# Your assignment:
Gather all lines from the material that contain "blue".

# Excerpted data:
◆ ◆ ◆ ◆

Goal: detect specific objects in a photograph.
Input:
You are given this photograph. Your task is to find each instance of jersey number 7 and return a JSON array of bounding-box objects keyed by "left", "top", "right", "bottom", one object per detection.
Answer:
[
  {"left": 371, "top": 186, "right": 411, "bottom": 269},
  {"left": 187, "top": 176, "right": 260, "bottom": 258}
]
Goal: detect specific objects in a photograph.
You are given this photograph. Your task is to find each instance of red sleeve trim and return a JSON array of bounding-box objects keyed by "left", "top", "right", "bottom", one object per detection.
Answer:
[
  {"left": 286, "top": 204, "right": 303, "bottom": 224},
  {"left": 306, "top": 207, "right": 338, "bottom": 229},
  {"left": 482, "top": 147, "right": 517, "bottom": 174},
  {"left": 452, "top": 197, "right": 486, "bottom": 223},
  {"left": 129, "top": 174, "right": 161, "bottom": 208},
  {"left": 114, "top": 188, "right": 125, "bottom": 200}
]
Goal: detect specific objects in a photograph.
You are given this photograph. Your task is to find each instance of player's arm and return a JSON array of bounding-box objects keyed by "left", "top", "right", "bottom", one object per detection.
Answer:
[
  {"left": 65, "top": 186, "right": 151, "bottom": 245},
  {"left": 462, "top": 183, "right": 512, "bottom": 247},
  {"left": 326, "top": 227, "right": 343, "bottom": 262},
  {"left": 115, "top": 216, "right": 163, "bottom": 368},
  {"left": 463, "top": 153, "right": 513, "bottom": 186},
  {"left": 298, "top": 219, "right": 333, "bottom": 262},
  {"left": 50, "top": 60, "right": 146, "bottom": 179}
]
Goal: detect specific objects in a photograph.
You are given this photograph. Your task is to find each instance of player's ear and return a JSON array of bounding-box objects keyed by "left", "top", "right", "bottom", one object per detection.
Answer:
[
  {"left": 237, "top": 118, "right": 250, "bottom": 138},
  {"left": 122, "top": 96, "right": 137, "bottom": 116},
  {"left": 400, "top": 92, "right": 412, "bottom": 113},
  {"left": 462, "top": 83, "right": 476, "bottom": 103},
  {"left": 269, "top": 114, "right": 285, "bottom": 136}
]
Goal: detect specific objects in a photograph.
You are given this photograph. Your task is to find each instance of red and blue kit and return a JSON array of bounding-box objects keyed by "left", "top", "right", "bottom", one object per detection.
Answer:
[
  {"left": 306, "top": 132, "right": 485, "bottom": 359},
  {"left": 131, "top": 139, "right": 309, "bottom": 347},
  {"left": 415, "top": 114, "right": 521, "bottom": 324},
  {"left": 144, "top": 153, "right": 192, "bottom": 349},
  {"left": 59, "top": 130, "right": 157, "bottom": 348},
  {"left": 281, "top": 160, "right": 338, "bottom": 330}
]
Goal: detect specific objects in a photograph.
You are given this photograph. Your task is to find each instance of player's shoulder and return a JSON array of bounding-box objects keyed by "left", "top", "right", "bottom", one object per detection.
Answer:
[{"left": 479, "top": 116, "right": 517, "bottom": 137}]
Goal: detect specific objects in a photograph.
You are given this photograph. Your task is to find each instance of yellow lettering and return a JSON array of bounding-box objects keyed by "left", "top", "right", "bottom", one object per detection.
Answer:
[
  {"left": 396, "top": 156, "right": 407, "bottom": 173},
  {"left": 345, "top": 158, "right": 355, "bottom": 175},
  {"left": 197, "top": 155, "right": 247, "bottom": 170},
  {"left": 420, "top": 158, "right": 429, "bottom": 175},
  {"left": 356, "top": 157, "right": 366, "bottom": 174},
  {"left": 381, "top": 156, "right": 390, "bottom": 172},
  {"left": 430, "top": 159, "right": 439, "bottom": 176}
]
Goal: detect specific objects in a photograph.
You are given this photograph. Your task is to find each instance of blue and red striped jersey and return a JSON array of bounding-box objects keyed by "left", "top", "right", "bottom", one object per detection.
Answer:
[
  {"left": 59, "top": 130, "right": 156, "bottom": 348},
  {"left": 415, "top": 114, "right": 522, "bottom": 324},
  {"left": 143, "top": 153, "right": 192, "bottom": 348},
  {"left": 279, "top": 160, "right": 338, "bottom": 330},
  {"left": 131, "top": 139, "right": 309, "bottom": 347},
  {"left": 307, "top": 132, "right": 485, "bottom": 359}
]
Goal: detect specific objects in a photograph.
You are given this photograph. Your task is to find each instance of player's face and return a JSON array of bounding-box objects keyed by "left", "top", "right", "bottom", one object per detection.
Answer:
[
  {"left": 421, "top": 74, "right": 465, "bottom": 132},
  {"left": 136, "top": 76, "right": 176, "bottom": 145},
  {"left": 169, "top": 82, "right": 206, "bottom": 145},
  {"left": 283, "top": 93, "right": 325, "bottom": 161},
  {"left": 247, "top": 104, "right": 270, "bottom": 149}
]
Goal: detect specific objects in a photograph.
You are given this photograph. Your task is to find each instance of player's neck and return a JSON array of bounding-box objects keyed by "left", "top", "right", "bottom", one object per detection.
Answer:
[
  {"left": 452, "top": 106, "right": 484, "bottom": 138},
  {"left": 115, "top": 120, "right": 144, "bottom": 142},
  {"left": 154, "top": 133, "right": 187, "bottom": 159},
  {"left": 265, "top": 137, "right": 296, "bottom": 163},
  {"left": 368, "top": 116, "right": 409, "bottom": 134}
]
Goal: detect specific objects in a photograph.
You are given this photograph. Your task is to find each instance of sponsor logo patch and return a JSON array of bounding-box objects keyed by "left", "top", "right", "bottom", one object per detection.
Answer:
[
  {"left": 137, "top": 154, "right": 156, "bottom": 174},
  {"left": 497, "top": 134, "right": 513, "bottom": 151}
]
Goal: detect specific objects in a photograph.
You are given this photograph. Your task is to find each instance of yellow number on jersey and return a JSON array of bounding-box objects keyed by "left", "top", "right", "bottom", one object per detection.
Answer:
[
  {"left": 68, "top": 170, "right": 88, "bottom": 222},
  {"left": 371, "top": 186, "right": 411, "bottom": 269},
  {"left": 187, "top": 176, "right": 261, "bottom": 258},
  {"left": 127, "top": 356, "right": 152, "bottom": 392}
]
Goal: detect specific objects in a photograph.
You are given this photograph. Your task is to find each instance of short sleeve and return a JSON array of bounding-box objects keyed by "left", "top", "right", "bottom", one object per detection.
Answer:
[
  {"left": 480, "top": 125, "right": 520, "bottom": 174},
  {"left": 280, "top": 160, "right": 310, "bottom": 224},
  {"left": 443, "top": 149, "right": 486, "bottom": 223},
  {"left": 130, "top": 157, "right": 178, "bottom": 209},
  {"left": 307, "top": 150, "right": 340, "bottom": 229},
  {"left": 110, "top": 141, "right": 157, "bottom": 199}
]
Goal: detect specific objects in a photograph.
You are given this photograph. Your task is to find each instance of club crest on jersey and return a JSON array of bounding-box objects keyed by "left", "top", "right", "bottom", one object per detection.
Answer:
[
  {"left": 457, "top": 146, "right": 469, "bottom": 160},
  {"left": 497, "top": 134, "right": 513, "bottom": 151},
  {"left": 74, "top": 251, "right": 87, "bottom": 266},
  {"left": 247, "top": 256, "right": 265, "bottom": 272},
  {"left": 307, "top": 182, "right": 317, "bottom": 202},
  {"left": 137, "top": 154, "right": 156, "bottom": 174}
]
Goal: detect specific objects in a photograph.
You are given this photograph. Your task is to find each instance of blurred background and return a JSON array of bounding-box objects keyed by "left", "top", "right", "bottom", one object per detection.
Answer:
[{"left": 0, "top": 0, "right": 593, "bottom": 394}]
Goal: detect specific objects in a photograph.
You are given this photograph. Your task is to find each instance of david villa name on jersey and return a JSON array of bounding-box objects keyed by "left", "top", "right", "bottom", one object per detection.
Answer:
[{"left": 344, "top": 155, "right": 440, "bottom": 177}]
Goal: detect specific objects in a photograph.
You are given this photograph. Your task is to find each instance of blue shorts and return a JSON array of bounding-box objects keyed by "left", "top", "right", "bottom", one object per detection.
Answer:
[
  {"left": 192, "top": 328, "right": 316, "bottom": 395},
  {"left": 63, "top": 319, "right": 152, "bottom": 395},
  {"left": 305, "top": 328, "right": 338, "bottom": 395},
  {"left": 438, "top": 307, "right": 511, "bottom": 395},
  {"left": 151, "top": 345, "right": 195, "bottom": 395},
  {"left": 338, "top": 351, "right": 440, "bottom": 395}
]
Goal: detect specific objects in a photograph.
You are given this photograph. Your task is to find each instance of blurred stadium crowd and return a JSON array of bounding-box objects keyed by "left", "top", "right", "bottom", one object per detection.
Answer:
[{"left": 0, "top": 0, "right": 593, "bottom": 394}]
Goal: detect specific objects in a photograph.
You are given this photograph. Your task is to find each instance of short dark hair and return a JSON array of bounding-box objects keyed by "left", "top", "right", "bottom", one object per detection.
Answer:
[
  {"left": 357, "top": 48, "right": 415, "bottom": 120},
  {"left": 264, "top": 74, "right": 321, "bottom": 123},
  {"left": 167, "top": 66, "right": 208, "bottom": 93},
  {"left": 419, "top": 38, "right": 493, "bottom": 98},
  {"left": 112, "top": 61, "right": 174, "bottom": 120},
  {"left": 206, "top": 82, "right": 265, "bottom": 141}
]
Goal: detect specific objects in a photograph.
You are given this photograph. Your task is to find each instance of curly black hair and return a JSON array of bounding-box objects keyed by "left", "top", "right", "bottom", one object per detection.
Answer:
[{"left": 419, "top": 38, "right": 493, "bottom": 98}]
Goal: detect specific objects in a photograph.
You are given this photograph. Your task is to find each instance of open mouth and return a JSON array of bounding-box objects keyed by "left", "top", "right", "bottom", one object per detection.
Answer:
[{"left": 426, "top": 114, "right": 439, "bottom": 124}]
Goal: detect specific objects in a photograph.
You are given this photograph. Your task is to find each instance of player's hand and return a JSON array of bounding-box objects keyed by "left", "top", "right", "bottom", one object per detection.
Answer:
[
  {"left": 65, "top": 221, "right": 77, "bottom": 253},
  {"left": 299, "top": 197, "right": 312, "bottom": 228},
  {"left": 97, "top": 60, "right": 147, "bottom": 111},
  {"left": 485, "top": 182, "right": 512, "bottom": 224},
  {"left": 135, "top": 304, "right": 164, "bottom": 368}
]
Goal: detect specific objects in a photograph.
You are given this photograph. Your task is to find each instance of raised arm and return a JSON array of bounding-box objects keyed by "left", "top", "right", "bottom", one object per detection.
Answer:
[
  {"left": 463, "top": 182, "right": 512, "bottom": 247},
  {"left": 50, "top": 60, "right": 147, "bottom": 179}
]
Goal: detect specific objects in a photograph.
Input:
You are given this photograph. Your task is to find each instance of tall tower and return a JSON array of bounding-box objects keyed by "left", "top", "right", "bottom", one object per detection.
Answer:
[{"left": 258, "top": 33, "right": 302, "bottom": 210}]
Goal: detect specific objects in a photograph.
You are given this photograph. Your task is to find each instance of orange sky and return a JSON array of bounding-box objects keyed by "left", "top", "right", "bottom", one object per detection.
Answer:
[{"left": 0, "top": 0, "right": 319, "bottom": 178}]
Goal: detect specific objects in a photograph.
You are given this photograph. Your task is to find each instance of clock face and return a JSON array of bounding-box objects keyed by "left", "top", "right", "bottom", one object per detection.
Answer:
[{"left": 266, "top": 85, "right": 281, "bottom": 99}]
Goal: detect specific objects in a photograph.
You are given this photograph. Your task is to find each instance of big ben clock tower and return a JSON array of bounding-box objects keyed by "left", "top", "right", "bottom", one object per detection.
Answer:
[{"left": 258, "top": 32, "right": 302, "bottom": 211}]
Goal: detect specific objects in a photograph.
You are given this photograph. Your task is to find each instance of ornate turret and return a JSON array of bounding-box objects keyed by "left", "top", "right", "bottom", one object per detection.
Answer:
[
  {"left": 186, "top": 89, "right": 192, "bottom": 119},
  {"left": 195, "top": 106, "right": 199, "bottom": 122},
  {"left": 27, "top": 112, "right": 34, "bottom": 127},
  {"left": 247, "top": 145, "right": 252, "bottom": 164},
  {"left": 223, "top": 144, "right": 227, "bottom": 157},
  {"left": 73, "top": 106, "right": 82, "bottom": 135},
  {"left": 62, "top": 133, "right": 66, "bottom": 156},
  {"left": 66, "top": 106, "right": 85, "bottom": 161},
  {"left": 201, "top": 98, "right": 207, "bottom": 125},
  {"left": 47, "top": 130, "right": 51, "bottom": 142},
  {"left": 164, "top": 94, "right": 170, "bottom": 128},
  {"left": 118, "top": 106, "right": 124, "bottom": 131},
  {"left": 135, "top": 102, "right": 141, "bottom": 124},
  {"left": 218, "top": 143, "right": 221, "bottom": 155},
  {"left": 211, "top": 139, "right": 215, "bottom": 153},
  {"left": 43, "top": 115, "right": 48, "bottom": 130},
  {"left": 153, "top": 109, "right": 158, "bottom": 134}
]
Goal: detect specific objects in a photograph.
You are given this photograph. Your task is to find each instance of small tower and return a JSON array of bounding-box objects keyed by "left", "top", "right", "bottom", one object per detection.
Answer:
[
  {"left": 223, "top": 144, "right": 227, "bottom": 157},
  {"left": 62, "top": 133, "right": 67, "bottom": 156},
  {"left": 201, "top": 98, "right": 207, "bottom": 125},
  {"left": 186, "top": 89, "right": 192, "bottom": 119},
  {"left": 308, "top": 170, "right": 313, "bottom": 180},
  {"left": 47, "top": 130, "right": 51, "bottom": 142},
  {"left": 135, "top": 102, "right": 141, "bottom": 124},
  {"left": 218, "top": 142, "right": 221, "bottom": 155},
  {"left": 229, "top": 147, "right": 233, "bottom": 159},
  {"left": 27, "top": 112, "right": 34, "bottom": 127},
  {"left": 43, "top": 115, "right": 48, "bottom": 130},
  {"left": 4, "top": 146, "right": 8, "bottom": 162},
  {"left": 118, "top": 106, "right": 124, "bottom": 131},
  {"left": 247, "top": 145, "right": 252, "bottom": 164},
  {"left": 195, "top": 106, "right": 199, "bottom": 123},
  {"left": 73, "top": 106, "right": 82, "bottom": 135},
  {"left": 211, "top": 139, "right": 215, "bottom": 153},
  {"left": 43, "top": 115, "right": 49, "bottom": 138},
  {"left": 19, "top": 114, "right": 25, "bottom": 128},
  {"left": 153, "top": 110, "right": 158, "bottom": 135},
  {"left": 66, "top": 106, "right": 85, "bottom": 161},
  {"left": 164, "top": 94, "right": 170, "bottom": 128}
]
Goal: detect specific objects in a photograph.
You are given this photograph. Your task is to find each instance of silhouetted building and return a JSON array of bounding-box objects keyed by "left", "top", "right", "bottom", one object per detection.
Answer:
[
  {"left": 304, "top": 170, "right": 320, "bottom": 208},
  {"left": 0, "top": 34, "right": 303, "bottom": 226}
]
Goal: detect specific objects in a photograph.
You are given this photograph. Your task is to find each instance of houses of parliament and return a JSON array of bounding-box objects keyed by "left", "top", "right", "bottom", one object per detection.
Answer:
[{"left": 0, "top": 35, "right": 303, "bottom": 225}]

◆ ◆ ◆ ◆

# Written response:
You are given this photograph. Your task is to find each instance of red and blue kit and return a JSON array of bounding-box objects keyed by "left", "top", "right", "bottom", one object per detection.
You are given this photograph. Your task is to find each instance of blue and red striped jersey and return a JSON array of bounding-box objects keyed by "left", "top", "right", "bottom", one object per detection.
You are given this photograph. Your task is to find each instance of blue shorts and return a JSON array of bounding-box objects keyed by "left", "top", "right", "bottom", one object per detection.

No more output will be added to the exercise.